_WHAT TO DO_
Starting with the line that holds "Objective — a point for each instance of the white eyebrow", reproduce each line through the last one of the data, exactly as written. Pictures are not copied.

_____

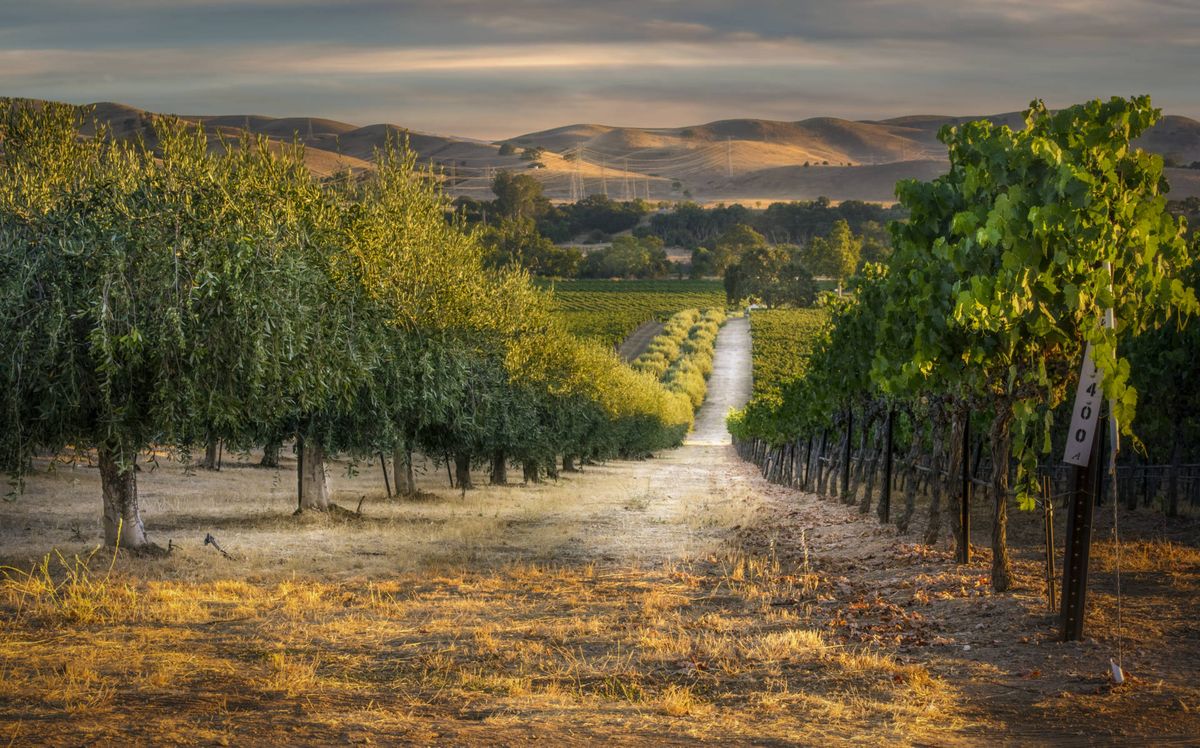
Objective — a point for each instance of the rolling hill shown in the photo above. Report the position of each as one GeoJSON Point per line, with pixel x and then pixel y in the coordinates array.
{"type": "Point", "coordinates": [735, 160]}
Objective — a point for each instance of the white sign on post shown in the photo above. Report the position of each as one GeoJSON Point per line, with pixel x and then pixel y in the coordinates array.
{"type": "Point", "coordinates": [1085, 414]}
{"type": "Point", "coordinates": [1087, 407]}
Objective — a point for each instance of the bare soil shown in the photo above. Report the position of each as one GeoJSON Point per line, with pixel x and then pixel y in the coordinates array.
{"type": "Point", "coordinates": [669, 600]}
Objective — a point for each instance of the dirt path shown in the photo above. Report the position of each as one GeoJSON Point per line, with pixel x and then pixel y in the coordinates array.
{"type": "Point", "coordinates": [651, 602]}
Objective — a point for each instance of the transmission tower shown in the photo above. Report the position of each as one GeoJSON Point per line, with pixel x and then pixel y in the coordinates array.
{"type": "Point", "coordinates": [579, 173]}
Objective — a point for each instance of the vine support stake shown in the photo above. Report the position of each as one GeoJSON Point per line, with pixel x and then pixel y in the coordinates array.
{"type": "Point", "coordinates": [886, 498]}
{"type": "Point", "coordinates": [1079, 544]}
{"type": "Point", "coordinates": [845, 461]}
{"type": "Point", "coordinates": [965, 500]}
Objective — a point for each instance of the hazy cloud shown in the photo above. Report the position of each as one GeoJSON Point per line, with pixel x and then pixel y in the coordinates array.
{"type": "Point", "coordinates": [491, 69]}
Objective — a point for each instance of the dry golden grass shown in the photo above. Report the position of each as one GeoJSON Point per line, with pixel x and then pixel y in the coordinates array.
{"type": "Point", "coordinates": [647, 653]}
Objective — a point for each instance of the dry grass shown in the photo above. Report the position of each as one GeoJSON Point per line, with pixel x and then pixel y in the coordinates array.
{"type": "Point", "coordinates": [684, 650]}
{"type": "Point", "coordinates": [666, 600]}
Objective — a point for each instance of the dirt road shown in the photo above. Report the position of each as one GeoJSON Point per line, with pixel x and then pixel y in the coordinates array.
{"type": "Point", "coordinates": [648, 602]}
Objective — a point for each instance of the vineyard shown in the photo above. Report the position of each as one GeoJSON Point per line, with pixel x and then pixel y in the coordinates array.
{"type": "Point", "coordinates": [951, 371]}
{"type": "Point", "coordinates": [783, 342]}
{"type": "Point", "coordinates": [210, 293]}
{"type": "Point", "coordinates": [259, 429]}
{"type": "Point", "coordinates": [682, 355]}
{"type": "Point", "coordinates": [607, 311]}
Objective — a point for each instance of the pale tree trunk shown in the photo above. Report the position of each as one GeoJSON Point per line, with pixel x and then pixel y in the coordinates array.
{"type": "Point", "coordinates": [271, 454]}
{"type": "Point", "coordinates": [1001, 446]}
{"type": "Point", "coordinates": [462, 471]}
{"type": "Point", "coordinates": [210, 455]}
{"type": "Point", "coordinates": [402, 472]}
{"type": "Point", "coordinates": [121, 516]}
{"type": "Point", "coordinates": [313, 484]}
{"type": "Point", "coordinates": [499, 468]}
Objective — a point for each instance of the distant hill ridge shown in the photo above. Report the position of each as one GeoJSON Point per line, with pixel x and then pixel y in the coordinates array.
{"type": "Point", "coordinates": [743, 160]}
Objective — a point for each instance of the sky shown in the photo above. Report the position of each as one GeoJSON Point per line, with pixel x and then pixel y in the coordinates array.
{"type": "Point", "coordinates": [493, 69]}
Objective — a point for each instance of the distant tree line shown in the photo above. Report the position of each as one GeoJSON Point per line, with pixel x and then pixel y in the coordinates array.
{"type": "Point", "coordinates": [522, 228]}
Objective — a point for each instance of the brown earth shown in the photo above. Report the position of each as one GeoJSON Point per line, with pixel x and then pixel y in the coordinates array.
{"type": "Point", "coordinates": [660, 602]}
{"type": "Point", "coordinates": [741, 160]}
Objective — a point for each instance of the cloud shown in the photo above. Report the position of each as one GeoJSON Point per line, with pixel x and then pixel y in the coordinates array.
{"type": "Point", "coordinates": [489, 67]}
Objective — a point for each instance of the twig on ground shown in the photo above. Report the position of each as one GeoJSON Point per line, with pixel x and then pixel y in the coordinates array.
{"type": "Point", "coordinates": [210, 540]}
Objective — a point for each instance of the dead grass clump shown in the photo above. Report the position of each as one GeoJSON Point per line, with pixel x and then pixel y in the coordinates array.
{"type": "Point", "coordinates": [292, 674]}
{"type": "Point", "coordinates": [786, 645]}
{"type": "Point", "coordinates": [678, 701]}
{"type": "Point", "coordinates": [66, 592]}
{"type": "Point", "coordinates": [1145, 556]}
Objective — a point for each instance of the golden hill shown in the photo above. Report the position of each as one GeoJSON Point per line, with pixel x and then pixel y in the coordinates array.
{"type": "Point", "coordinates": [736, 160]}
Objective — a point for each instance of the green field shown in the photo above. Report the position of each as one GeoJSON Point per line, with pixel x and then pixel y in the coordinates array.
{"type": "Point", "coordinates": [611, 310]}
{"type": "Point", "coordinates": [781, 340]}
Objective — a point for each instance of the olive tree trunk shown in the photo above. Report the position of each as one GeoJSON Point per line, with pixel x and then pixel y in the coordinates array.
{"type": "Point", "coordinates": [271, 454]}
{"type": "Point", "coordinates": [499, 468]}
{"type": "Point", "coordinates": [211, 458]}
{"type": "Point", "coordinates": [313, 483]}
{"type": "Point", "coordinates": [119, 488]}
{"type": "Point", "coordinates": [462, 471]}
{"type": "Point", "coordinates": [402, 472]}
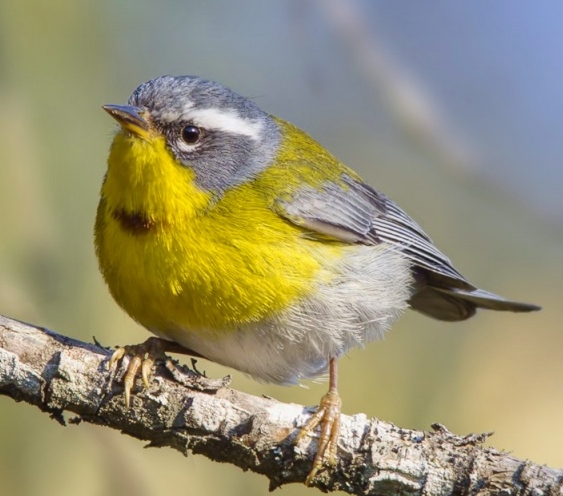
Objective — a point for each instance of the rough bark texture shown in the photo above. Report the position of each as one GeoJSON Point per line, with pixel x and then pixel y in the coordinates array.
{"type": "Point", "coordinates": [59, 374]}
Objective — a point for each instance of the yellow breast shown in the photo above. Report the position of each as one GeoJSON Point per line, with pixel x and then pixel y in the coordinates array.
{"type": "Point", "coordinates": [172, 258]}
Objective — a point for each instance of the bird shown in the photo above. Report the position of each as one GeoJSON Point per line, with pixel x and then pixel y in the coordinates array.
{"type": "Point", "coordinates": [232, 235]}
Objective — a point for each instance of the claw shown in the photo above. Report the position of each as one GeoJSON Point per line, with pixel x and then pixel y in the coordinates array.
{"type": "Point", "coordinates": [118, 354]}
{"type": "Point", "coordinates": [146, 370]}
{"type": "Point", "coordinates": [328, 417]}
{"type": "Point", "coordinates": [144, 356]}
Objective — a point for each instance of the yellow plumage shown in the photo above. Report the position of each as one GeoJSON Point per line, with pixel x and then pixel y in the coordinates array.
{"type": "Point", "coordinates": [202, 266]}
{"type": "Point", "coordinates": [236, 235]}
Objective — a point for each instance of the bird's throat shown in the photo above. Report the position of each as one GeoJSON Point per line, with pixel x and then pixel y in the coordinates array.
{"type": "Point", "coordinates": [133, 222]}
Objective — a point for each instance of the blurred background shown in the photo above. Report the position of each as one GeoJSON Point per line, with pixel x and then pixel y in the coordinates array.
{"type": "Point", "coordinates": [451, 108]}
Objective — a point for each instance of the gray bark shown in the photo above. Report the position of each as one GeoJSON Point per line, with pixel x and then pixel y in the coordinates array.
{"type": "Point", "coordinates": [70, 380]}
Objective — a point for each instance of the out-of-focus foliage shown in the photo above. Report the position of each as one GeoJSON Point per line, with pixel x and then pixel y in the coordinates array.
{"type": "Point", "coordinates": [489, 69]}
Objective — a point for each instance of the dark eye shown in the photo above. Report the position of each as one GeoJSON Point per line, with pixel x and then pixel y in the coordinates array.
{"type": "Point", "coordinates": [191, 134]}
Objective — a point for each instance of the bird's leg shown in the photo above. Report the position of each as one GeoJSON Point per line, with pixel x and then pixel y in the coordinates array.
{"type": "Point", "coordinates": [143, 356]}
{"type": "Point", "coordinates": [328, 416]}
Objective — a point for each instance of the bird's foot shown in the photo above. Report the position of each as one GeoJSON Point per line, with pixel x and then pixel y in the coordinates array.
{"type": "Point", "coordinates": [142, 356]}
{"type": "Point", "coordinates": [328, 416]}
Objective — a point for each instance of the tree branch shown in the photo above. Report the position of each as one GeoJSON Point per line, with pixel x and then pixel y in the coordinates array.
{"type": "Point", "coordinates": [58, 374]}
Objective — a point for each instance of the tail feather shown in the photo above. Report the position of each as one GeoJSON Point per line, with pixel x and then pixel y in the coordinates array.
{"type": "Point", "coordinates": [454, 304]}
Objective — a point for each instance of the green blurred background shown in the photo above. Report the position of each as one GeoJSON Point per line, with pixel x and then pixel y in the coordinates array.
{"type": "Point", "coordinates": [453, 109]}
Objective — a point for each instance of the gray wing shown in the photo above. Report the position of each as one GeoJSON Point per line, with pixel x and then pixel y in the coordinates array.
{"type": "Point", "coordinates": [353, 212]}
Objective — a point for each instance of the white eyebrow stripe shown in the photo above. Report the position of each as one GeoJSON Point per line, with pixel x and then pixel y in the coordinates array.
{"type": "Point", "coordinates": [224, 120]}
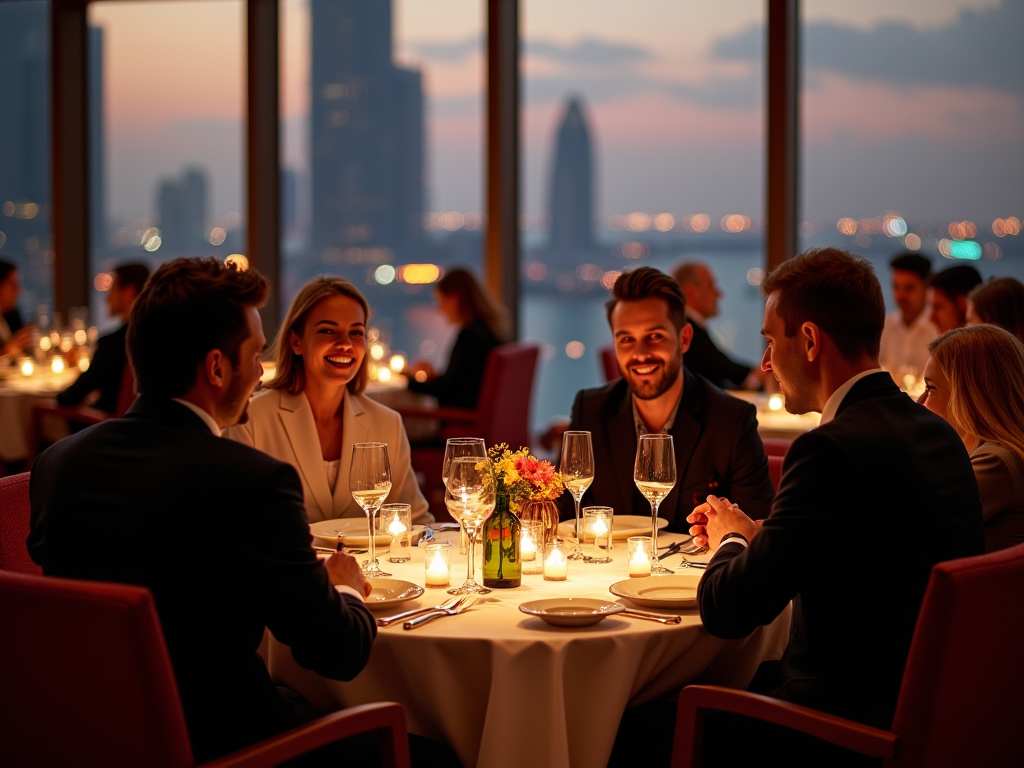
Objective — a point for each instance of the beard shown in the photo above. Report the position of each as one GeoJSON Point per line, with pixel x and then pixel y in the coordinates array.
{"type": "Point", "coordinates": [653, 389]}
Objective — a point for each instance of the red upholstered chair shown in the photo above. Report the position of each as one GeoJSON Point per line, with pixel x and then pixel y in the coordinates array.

_____

_OUTPUT OF THE EXERCISE_
Objective — a point for each instance of the white eyebrow stripe shown in the photo above. Report the position of each as one GeoJSON Point per line, with pixel x and then pixel y in the coordinates array.
{"type": "Point", "coordinates": [224, 120]}
Objective — a point for each instance of the beard shown in the photo above. Report the position of each as one GeoJSON Point per line, with pixel x and then pixel y in the coordinates array.
{"type": "Point", "coordinates": [653, 389]}
Objective — a point for each instance of the red upholstered chair shown in the photo above. Report the position of each as one GeoJSON Point per line, with pixel x and then pixel y in the coordinates array.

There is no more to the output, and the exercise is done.